START Records shown

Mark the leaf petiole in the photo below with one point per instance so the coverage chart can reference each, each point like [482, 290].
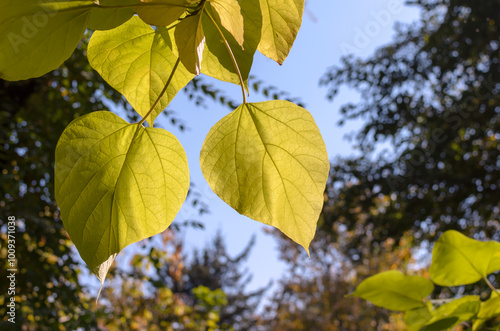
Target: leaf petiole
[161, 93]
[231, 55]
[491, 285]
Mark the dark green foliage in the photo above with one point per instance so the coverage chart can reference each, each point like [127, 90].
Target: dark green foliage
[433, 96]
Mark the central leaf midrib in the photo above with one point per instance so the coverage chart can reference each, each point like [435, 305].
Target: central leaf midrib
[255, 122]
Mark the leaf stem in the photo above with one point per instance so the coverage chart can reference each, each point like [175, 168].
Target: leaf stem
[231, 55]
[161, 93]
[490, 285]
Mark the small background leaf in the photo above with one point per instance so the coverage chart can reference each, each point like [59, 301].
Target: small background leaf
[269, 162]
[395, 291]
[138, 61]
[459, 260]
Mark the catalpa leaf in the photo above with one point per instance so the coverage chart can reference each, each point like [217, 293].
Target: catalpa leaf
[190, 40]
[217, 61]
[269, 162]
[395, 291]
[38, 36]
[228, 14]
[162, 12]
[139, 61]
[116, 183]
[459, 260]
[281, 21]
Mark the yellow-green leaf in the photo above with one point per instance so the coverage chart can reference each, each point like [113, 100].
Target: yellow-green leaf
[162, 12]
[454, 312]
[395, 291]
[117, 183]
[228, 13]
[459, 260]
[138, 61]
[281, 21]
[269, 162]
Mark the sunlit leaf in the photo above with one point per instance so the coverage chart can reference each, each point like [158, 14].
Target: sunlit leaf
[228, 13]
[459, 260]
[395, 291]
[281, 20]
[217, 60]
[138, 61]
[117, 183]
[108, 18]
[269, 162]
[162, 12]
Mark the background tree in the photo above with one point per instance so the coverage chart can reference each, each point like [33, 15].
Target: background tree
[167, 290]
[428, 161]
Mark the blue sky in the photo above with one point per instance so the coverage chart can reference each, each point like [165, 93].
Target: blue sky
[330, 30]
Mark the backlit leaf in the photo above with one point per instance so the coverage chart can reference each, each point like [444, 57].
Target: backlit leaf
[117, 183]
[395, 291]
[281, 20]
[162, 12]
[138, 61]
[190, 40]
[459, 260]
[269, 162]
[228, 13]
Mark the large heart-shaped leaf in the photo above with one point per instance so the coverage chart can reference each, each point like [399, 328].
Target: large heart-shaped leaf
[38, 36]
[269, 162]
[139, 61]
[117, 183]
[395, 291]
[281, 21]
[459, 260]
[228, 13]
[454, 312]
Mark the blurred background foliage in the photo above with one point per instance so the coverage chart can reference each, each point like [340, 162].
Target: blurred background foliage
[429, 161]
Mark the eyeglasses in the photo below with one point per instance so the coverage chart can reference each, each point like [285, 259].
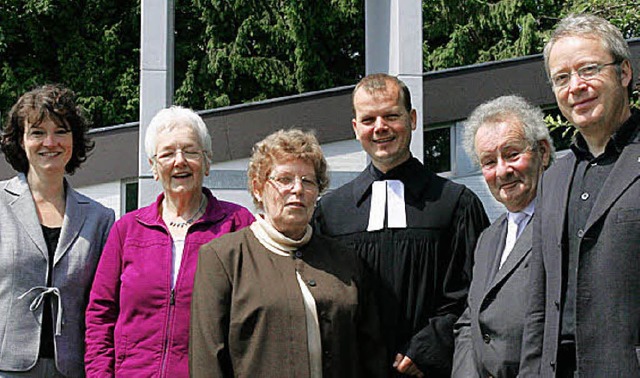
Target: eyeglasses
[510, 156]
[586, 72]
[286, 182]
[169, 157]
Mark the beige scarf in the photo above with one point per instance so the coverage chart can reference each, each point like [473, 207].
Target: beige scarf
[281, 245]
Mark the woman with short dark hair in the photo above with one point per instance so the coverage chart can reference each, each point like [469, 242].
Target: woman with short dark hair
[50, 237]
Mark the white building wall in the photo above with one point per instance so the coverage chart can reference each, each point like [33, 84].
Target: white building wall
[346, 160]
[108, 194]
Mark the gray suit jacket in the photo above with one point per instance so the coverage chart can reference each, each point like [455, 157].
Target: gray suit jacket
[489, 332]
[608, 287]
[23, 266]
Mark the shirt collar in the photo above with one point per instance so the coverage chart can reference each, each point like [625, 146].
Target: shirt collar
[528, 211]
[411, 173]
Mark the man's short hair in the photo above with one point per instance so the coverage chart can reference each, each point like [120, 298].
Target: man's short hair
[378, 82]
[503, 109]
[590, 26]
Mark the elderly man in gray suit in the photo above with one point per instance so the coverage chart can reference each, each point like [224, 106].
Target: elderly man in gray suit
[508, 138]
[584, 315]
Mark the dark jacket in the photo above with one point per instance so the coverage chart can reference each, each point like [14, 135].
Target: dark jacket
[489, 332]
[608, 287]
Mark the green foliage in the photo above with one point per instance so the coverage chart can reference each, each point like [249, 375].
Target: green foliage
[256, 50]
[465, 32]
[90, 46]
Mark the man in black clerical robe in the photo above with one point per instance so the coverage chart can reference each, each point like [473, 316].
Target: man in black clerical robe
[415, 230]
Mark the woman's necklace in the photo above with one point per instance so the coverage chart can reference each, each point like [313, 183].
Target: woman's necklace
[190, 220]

END Records shown
START Records shown

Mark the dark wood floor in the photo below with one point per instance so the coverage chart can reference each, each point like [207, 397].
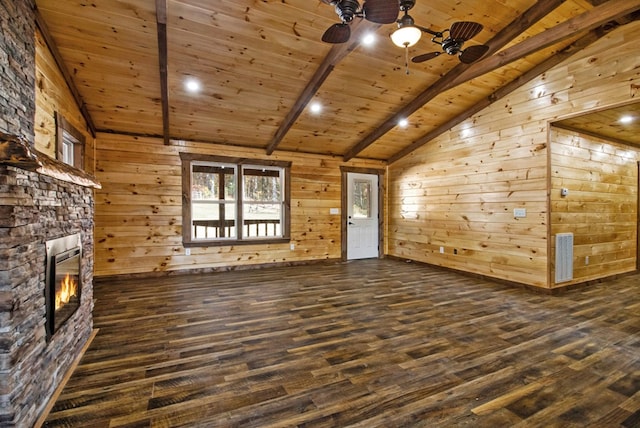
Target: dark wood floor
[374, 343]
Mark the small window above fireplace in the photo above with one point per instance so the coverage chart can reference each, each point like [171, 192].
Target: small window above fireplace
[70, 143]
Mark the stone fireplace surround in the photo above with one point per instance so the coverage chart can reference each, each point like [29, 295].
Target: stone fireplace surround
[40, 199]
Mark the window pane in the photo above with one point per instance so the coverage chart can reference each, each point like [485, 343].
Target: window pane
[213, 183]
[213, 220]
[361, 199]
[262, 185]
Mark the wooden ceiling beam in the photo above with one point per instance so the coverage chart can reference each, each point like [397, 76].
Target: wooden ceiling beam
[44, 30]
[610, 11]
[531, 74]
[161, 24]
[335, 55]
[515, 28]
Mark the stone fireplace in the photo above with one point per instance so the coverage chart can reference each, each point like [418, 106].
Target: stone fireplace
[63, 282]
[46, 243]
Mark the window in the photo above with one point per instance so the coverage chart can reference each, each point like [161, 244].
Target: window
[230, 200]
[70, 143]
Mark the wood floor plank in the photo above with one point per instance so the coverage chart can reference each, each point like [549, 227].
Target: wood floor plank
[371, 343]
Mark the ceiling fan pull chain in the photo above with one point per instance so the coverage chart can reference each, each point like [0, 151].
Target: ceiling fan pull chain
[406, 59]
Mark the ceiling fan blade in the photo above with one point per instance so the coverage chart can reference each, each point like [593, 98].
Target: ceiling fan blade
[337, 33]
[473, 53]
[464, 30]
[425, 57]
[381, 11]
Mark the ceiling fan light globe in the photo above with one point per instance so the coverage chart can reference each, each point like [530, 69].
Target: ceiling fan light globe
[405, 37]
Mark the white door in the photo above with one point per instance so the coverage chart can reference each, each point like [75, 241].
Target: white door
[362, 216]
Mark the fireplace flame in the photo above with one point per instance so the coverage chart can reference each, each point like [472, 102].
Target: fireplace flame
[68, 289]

END Records shown

[Exercise description]: Of the lines above, copy each one that contains the word "below".

[Your solution]:
Mark the leaf petiole in the photo below with one point per instance so the coverage chart can reference each, each point like [482, 290].
Mark the eyeglasses in the photo below with one point per instance so the coverage chart can reference each, each point like [285, 259].
Mark the dark wood floor in the photo below with one point per instance so the coverage chart can reference each, each point like [207, 397].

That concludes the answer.